WHAT THE TASK REQUIRES: From the listing below, select each line containing the word "dark" and copy those lines out.

EXTRACTED RECORDS:
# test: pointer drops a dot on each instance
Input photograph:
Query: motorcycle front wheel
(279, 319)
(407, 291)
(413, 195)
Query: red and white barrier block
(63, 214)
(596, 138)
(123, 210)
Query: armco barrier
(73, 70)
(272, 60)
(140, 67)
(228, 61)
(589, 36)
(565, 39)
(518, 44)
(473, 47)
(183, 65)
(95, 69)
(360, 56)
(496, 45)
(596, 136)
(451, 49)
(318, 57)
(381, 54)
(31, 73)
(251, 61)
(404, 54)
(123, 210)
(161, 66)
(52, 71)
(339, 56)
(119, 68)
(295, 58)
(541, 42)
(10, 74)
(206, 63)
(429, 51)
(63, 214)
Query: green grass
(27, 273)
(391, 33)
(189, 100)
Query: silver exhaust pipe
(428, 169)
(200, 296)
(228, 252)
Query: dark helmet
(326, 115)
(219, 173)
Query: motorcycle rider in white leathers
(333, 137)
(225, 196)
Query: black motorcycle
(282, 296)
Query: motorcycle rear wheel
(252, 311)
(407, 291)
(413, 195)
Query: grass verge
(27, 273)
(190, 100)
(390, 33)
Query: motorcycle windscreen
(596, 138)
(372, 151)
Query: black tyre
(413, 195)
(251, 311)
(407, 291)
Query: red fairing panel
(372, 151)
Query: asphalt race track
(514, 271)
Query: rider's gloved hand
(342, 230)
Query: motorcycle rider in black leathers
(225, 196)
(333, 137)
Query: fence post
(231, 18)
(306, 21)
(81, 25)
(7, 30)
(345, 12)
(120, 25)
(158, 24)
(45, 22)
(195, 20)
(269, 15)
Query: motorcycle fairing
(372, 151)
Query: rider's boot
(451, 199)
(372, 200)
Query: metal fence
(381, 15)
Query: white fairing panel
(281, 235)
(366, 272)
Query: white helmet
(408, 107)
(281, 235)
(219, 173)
==
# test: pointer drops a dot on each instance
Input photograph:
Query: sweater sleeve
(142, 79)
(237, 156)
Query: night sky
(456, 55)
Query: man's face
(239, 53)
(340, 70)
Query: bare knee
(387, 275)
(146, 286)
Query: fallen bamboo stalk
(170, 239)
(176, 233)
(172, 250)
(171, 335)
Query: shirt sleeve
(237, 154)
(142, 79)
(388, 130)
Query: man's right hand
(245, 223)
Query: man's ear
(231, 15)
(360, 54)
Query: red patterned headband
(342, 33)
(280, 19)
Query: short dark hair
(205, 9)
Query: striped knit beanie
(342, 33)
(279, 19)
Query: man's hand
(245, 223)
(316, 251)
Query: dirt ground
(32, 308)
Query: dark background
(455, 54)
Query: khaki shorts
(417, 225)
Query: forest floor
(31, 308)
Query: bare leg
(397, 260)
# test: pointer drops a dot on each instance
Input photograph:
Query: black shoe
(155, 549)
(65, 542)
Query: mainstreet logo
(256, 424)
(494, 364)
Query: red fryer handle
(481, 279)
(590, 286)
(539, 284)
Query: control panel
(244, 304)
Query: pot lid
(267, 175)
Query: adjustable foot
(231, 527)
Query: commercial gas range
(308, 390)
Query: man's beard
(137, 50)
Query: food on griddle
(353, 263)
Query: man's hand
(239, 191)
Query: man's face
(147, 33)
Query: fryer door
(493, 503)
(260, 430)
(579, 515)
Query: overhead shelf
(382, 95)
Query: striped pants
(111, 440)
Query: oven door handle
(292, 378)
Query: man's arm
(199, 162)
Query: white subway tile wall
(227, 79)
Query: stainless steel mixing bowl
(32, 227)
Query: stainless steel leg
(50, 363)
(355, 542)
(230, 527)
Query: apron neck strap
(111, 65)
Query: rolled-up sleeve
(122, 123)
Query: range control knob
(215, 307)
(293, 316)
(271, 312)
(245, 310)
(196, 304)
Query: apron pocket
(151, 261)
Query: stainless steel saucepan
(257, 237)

TASK ANSWER:
Query: dark helmet
Query: short dark hair
Query: dark background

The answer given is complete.